** BEGIN **
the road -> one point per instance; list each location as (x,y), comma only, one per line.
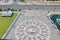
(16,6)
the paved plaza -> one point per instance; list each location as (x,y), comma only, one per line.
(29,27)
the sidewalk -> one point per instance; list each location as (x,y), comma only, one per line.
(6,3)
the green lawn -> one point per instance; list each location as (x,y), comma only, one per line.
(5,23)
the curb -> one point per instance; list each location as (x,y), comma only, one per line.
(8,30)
** END **
** BEGIN **
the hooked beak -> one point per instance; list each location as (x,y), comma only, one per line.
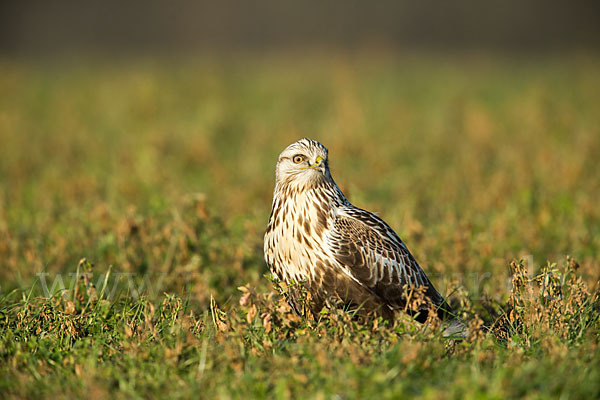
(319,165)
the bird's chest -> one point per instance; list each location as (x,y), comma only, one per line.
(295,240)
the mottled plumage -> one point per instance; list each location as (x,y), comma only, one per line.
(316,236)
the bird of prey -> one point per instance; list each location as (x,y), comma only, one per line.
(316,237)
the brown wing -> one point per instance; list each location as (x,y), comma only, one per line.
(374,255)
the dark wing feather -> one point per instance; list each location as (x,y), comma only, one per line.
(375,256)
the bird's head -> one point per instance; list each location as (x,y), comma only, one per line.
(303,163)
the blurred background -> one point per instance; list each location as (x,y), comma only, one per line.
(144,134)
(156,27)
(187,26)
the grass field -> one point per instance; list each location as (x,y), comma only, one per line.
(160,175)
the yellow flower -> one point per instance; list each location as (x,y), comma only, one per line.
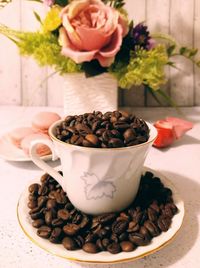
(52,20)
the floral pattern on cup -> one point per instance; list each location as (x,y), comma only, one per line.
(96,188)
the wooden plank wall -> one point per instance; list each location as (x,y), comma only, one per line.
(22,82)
** END **
** BEGIN **
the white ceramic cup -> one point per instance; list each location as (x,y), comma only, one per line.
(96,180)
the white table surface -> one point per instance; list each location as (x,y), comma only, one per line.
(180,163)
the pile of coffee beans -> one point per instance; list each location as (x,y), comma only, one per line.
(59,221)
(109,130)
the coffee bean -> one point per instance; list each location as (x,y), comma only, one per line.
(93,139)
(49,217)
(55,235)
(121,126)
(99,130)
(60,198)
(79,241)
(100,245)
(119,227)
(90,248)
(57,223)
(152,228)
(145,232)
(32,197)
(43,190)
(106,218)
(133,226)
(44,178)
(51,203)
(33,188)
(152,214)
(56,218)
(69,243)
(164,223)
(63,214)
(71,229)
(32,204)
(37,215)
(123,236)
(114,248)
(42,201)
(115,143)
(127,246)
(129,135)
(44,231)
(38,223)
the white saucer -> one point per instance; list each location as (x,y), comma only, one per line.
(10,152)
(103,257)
** END **
What to work on:
Copy out every line of the listing above that contains the word "coffee".

Answer in full:
the pile of coffee beans -> one point per instance; list each location as (x,y), comma only, one per line.
the coffee bean -> one point per instance; list each location as (x,y), comma only, one per line.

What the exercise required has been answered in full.